> [Brief] Copy each line below that contains "blurred".

> [Record extracts]
------------------------------------------------

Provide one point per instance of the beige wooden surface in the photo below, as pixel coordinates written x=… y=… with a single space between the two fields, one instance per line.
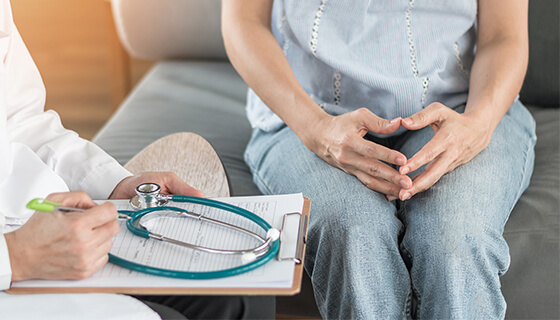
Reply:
x=189 y=156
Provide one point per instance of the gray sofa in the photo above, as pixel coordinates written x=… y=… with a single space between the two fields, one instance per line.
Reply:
x=194 y=88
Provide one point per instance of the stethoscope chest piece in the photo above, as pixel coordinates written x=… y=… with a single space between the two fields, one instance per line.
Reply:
x=147 y=196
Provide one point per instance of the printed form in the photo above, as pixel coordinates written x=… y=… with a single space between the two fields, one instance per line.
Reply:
x=274 y=274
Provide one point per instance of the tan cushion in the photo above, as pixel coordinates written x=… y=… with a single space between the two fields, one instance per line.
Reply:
x=169 y=29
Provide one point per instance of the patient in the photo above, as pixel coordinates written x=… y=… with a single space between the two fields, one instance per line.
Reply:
x=400 y=120
x=40 y=158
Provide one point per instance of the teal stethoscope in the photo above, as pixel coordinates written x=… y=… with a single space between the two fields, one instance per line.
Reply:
x=148 y=200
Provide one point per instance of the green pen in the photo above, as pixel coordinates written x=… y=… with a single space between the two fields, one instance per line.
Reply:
x=44 y=205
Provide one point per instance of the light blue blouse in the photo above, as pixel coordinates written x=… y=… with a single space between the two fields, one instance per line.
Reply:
x=393 y=57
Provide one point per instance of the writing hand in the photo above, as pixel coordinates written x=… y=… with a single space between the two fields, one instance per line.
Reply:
x=169 y=182
x=458 y=138
x=339 y=140
x=57 y=245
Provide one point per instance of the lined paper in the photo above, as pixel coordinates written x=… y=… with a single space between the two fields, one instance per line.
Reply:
x=274 y=274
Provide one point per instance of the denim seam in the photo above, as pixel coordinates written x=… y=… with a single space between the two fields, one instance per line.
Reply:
x=524 y=173
x=262 y=183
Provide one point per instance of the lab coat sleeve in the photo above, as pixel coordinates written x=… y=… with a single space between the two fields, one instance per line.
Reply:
x=80 y=163
x=5 y=268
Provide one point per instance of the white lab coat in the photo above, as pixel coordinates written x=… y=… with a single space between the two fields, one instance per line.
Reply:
x=38 y=157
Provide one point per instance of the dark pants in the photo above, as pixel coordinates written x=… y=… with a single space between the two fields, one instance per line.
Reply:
x=212 y=307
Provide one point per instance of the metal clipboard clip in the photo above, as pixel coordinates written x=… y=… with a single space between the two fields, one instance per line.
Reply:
x=301 y=237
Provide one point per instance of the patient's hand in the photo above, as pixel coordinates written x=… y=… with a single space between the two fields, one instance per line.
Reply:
x=169 y=182
x=57 y=245
x=458 y=138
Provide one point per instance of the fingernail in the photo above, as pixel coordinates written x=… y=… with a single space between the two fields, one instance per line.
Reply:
x=404 y=183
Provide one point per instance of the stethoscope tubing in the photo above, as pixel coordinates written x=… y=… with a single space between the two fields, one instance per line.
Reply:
x=260 y=257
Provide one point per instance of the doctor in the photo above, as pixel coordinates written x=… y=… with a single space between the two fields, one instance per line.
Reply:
x=40 y=158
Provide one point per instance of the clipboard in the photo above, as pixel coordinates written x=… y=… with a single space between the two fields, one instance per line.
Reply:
x=295 y=287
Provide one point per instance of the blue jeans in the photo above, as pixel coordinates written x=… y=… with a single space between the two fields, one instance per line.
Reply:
x=369 y=258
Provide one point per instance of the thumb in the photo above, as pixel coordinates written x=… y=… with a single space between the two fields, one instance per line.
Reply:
x=380 y=125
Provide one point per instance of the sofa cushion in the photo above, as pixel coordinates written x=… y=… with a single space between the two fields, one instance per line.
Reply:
x=532 y=284
x=207 y=98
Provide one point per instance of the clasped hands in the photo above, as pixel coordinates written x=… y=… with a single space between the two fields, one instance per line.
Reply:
x=339 y=141
x=74 y=245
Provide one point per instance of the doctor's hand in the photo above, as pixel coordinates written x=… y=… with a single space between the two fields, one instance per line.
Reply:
x=169 y=182
x=57 y=245
x=458 y=139
x=339 y=140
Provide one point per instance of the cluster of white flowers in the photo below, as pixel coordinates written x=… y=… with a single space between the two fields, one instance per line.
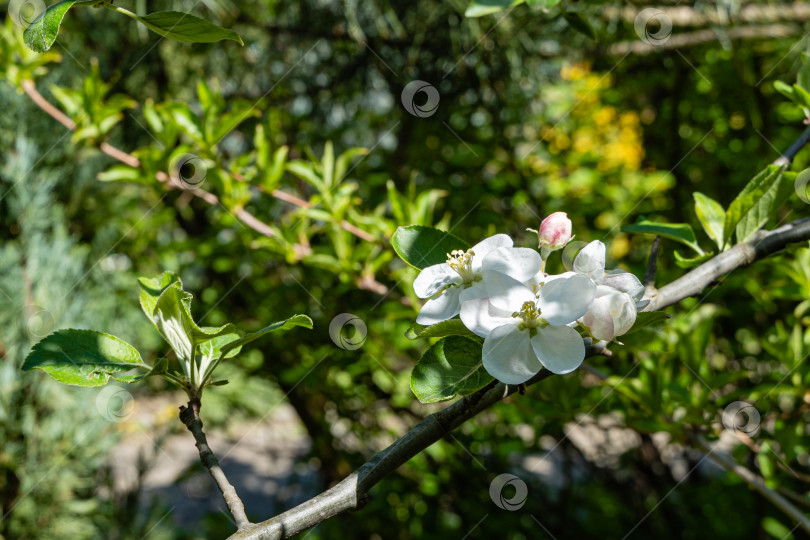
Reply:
x=527 y=317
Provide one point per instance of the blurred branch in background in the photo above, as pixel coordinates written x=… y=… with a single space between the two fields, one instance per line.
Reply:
x=353 y=492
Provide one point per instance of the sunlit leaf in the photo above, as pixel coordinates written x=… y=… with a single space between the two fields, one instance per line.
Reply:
x=83 y=357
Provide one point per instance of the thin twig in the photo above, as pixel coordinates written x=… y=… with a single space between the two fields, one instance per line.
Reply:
x=128 y=159
x=652 y=265
x=763 y=244
x=753 y=480
x=190 y=416
x=353 y=491
x=31 y=91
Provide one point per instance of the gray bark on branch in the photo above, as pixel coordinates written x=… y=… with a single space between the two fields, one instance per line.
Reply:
x=190 y=416
x=694 y=282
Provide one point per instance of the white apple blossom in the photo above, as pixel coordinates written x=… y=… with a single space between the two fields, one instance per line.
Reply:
x=461 y=278
x=618 y=294
x=526 y=326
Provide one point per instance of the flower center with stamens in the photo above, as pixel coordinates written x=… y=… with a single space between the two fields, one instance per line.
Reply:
x=529 y=314
x=461 y=262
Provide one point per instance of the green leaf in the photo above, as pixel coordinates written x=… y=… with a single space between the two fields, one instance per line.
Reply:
x=712 y=216
x=578 y=23
x=801 y=96
x=748 y=197
x=479 y=8
x=122 y=173
x=645 y=319
x=152 y=288
x=295 y=320
x=182 y=26
x=680 y=232
x=422 y=246
x=766 y=207
x=803 y=76
x=450 y=327
x=173 y=320
x=41 y=33
x=685 y=262
x=451 y=366
x=161 y=366
x=784 y=89
x=83 y=357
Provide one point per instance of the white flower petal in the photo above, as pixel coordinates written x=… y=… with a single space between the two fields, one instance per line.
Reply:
x=481 y=317
x=625 y=282
x=476 y=290
x=519 y=263
x=612 y=314
x=506 y=293
x=485 y=246
x=433 y=279
x=559 y=348
x=508 y=355
x=443 y=307
x=591 y=261
x=566 y=299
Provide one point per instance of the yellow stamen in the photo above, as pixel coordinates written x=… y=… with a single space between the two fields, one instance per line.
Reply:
x=461 y=262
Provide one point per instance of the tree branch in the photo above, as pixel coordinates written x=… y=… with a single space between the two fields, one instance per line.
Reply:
x=190 y=416
x=352 y=492
x=763 y=244
x=754 y=481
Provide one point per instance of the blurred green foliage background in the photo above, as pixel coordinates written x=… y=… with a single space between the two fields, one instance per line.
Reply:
x=534 y=117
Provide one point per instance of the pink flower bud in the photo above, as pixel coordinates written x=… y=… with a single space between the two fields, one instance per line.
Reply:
x=555 y=231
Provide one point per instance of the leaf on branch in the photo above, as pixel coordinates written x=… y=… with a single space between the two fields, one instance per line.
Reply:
x=41 y=33
x=295 y=320
x=453 y=365
x=755 y=191
x=766 y=207
x=450 y=327
x=579 y=23
x=686 y=262
x=84 y=357
x=161 y=366
x=712 y=216
x=421 y=246
x=680 y=232
x=645 y=319
x=152 y=288
x=479 y=8
x=172 y=316
x=182 y=26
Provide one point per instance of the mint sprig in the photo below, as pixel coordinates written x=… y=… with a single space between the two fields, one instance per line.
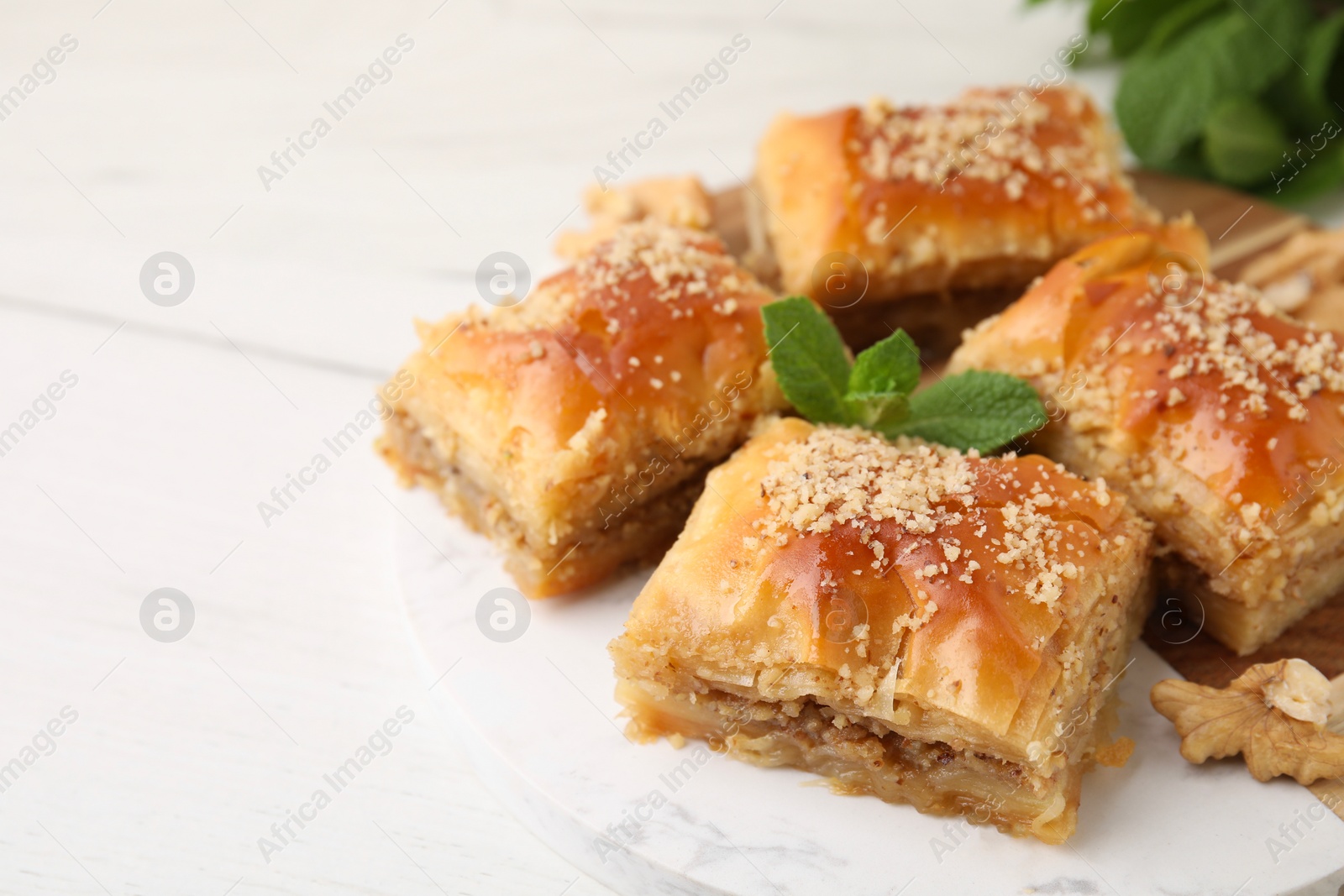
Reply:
x=1242 y=92
x=974 y=410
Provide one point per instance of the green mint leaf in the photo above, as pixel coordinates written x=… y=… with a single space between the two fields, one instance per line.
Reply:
x=1297 y=181
x=1243 y=141
x=1166 y=97
x=808 y=358
x=974 y=410
x=1128 y=23
x=890 y=365
x=877 y=410
x=1178 y=20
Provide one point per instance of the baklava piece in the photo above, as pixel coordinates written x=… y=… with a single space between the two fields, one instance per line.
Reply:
x=1218 y=416
x=680 y=202
x=927 y=626
x=958 y=204
x=575 y=429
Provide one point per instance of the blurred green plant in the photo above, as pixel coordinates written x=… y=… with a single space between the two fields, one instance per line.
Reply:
x=1249 y=93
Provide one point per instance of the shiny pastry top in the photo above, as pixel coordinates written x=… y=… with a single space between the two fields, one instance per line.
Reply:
x=917 y=575
x=965 y=194
x=654 y=331
x=1132 y=336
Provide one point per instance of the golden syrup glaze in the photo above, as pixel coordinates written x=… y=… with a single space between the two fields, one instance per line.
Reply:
x=656 y=345
x=983 y=642
x=725 y=593
x=1018 y=165
x=1116 y=335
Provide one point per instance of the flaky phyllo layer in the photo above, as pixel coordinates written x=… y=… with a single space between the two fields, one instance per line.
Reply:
x=569 y=425
x=1220 y=417
x=924 y=600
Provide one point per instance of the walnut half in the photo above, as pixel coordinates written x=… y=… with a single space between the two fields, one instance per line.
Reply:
x=1274 y=715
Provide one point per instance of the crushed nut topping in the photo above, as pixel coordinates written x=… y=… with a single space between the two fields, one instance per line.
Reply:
x=853 y=477
x=1274 y=715
x=1222 y=332
x=994 y=136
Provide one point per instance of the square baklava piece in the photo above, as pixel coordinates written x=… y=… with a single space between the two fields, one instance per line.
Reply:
x=952 y=210
x=1221 y=418
x=575 y=429
x=932 y=627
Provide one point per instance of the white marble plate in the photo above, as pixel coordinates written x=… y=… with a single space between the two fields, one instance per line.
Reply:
x=538 y=716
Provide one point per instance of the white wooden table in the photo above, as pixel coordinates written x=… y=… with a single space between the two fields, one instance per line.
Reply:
x=148 y=470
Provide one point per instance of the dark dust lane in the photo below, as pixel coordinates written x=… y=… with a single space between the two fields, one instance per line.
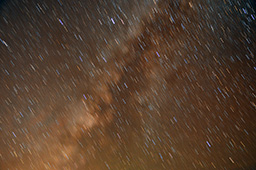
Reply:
x=128 y=85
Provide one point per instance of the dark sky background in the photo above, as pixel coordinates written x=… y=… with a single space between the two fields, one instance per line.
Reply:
x=126 y=84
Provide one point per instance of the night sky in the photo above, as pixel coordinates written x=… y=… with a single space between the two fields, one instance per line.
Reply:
x=127 y=84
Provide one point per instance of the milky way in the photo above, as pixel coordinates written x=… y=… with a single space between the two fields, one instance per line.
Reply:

------------------------------------------------

> [Exercise output]
Provide one point per instance of the blurred branch in background in the photo above, as pixel coordinates written x=… y=… with a single space between the two fields, one instance per line.
Provide one point per instance of the blurred green foliage background in the photo above, as pixel coordinates written x=… y=… with a single space between the two fields, one instance per line.
Provide one point per instance of the blurred green plant in the photo above, as pixel coordinates written x=… y=… with a single space between the two fields, one instance per line.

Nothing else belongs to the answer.